Image point grounding data

-------

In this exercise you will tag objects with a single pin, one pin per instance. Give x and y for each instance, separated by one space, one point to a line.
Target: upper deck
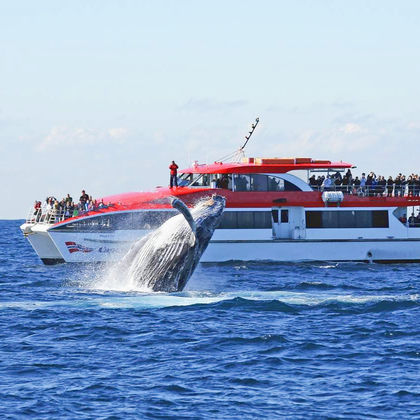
265 165
252 183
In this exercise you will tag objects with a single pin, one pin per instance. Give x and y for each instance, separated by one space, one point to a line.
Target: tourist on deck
328 184
381 185
84 197
416 186
174 172
397 183
363 184
410 186
356 186
412 220
389 186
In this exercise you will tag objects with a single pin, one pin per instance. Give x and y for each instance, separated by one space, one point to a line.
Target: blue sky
103 95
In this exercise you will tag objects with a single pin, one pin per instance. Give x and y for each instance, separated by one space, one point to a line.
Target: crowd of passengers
370 185
54 209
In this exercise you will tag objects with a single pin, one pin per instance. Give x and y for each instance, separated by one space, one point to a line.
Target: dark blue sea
244 341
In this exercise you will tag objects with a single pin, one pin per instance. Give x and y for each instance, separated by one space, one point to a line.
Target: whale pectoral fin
183 209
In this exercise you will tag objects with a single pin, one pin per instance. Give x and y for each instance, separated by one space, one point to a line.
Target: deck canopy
264 165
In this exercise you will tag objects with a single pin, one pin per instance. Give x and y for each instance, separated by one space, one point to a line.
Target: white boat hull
91 247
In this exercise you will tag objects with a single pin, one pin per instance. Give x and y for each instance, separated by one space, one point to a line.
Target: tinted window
246 220
260 182
347 219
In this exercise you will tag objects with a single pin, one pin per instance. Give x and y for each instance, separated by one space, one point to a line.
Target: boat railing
46 215
370 191
49 216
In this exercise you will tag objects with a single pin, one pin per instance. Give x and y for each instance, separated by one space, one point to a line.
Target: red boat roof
265 165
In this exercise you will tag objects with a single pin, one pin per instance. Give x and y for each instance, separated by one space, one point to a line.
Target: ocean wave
277 301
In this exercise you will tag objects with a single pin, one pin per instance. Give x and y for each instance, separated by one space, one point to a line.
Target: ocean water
245 340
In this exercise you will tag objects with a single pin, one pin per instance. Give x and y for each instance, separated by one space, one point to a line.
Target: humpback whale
164 260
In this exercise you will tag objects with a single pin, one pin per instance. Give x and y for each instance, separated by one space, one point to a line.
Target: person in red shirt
173 180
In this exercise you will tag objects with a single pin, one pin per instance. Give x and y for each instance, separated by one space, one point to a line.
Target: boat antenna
253 127
238 154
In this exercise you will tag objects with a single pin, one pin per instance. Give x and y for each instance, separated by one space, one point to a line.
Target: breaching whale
165 259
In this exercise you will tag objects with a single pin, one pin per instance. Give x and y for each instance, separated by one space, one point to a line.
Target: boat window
120 221
246 220
347 219
284 216
260 182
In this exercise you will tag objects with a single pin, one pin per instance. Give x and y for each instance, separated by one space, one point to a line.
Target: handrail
45 215
372 190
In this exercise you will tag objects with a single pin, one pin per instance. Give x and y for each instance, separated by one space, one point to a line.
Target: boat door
288 222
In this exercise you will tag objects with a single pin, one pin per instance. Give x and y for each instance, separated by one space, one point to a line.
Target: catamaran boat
271 214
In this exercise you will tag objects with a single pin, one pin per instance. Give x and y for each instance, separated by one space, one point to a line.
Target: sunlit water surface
244 340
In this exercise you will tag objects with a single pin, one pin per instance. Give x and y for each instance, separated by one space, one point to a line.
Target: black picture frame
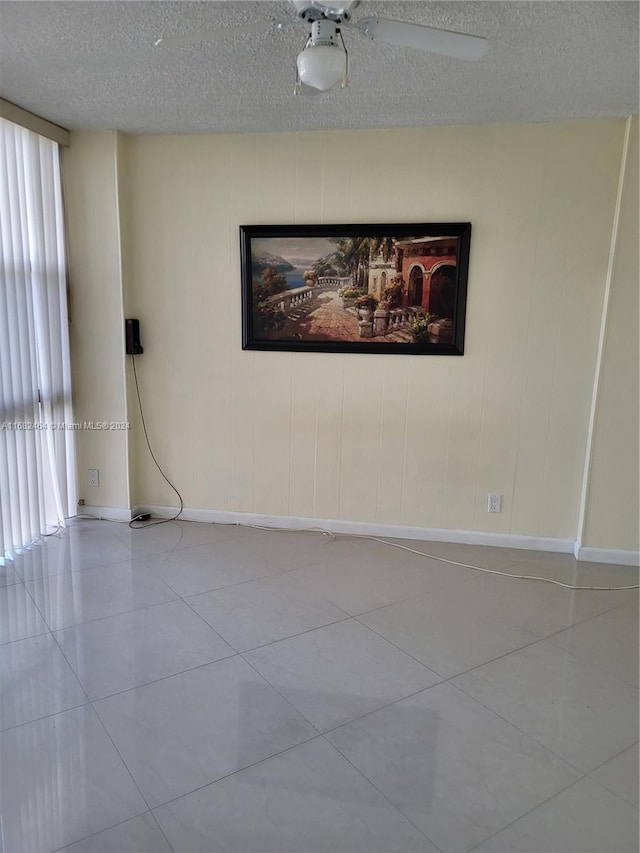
416 272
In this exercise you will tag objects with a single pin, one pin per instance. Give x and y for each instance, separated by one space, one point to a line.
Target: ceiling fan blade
228 32
445 42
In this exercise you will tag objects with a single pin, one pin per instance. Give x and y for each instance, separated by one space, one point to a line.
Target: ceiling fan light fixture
322 66
323 61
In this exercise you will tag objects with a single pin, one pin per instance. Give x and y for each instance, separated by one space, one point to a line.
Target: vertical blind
37 459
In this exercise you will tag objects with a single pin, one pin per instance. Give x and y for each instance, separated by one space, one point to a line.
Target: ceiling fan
323 61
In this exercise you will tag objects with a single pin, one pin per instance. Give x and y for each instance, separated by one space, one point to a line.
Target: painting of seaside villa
333 292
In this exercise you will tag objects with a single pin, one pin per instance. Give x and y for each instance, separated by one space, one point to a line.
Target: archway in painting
416 284
442 291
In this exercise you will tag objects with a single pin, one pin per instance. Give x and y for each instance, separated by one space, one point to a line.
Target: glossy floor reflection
199 687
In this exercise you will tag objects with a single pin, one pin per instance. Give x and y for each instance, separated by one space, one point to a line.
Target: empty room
319 426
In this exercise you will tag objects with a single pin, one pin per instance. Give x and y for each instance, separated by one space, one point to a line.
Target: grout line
126 766
235 772
162 832
382 794
97 832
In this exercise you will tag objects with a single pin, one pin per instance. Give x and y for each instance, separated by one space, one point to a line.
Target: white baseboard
606 555
364 528
106 513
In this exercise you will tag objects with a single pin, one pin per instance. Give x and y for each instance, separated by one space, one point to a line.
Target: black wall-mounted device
132 337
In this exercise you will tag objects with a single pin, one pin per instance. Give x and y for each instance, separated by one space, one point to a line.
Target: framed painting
398 288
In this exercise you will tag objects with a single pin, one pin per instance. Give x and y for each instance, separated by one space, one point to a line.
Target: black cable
167 480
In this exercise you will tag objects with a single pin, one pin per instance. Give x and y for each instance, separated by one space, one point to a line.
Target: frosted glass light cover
322 66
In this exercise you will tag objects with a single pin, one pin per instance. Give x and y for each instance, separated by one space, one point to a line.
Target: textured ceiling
92 65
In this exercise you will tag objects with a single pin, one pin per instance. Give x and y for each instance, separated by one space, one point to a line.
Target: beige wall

-------

• What you will do:
Would you give the entries above again verbatim, omitting the images they contain?

• Output for this exercise:
In this exercise you will tag objects with a single pin, one pin per instance. Give x and y for each instance, separated by one space, one point to a line.
Target: upper deck
265 165
252 183
In this exercise you will tag objects with a single pin, one pin per instance. Give x and y for each instance, separated by one space, one point to a line.
Target: tourist on deck
328 184
381 185
84 197
416 186
174 172
397 183
363 184
410 186
356 186
412 220
389 186
In this exercise you will tag objects with a single pin, one pin per instance. Give x and y for each instance, separated by one space, one point to a line.
Target: blue sky
103 95
In this exercise you will tag objects with a single pin, one pin per instance. Give x and y for each instance, separated by one space, one point to a line.
Target: crowd of passengers
370 185
54 209
In this exercise you will tag objects with a single pin, one pin per instance. Give x and y for each instance, separated by one space, one point to a line.
Target: dark blue sea
244 341
In this exercise you will tag objects with a single pin, one pin per instance. Give x and y for each instance, separated by one space, one point to a line.
Target: whale pectoral fin
183 209
In this exercise you will tag objects with a single pin, one pin per instance. Give x and y for each instance, separated by one space, one point to a line.
Target: deck canopy
264 165
In this exercise you will tag objects with a single pin, one pin per instance. Give x and y for each instance, separated by one space, one point to a line.
Target: white boat hull
91 247
In this exercise you will tag objects with a single pin, one pin per instance. Give x and y for each instance, separated by one space, one point to a line.
Target: tinted window
246 220
260 182
347 219
In this exercise you will tag objects with a single pin, one pin per instance. Give x and y for each instance, separated by one space, one point to a line.
Target: boat railing
46 215
370 191
49 216
In this exercise you will tag objects with a single pin, one pin per instance. Give x and y for each instance, separated by one space, one point to a line.
Target: red boat roof
265 165
In this exercise you will tag objects with a single pin, one pin per instance. Give x and y for each instance, separated by one space, one point to a line.
Target: ocean wave
277 301
In this exercise you will tag objects with a single pin, one pin per instance. Give x and y for each instance, separated by one space, one point to a line.
Target: ocean water
245 340
In this exercise you will tag objects with a single pin, one pin per instance. Give x and y for each instance, separated by one space, one point to a line.
Target: humpback whale
164 260
In this exercise you will tag objects with a single pin, one pin per instance. Give x and y for each instance, separated by one space, one point to a line.
Target: person in red shirt
173 180
In this exercise you will tag objects with a single pin, one pin per instance. Give x and y for each instance, separated by one space, one point to a line.
Target: boat antenna
253 127
238 154
In this exercise you will tag objects with a single pin, one pin per instance. Give x and y for each instance, separated by one space, one point to a line.
Target: breaching whale
165 259
In this exercise you will tag objects with a single pin, one pin per instance. Give x and y for each instance, separated by one space, one point to a line.
Target: boat window
120 221
246 220
347 219
284 216
260 182
In this exercise you will tag objects with a single pin, one pin per instance. Give x and y for each instance, separated by one space, one point to a line.
Target: handrail
45 215
372 190
In this exercise you will tag objects with a single pin, one pin per instance. Give x and y for each instance, separated by one space, one point to a line.
Target: boat door
288 222
In this exercise you will tag objects with a single pin, one pin per instance. Give x and y for each instance, separated by one space, one point to a line.
Target: catamaran boat
271 214
In this exercise you will tag objects with a single pin, one pin per instance. Give x and y for each instance, separated by one space, one point to a line.
Target: sunlit water surface
244 340
In this exercise you will tag objects with a single pin, one pin per instance. Give x and y for each instance, separated by one space, one point to a line.
Target: black picture frame
416 272
In this exercise you will tag objects with a single pin, one pin per instance. Give x and y for each instance, separated by one space, one point to a line.
Target: ceiling fan blade
228 32
445 42
In this exercise you will tag objects with a single pin, one pin per instance. Give x and y for each instance, separated by one space, one point to a line.
Target: ceiling fan light fixture
322 66
323 61
In this exercise you will tag objects with a single pin, one pin per instance. Give x and y for each instance, separated by one space, one point to a line.
Target: vertical blind
37 459
In this exercise you will tag objects with a single pin, one pin per instance. Give x and y for each instance, separated by one space, one point to a line.
Target: ceiling fan
323 61
In this exercise you will tag objects with a single pin, one pin per instance. Give x and y for each instance, separated by one space, one point to a line.
Target: painting of seaside villa
333 292
In this exercise you will tag objects with a single pin, one pin per instance. Give x and y for each instance, separated by one space, one point to a line.
Target: archway in painting
416 284
442 291
In this exercise you will tag objects with a single pin, one pin per instance. Give x and y for each instance, separated by one space, one point to a line.
Target: glossy floor reflection
199 687
In this exercise you will tag objects with a single pin, one pin per instance. Give x and y for each instance, separated by one space, one point to a line.
Target: empty room
319 426
In this exercise you will tag objects with a single pin, one pin per instance. Give x and y for each instance, separated by one space, one point to a line.
Target: grout line
126 766
235 772
162 832
382 794
97 832
In this exercise you will tag objects with a single pin, one pin per instance. Give x and y for each instance, separated by one space, one point to a line.
Target: white baseboard
606 555
364 528
106 513
In this exercise you will tag objects with a single pin, one pin per instance. Give x and y for each instance, separated by one space, one point to a line.
Target: black wall-mounted device
132 337
In this exercise you will tag objects with a single pin, one pin per instance. Give x and y for each instance, separated by one space, one point to a line.
Target: framed painting
398 288
In this exercise you will tag objects with a single pin, one pin per instance. Give x and y for each instance, separated by one space, one point to a line.
Target: black cable
167 480
In this exercise you will tag objects with a single pin, one pin per instance. Give x and y for each instance, separated by one space, one point to a line.
Target: frosted glass light cover
322 66
In this exercise you will tag objects with a single pin, one pin per instance. Give x and y for each instance, separated by one space, one point to a line.
Target: textured ceiling
92 65
In this exercise you will tag objects with a single pin, one pin per instance. Give x and y for each instance, separated by one space, one point to a line.
Target: beige wall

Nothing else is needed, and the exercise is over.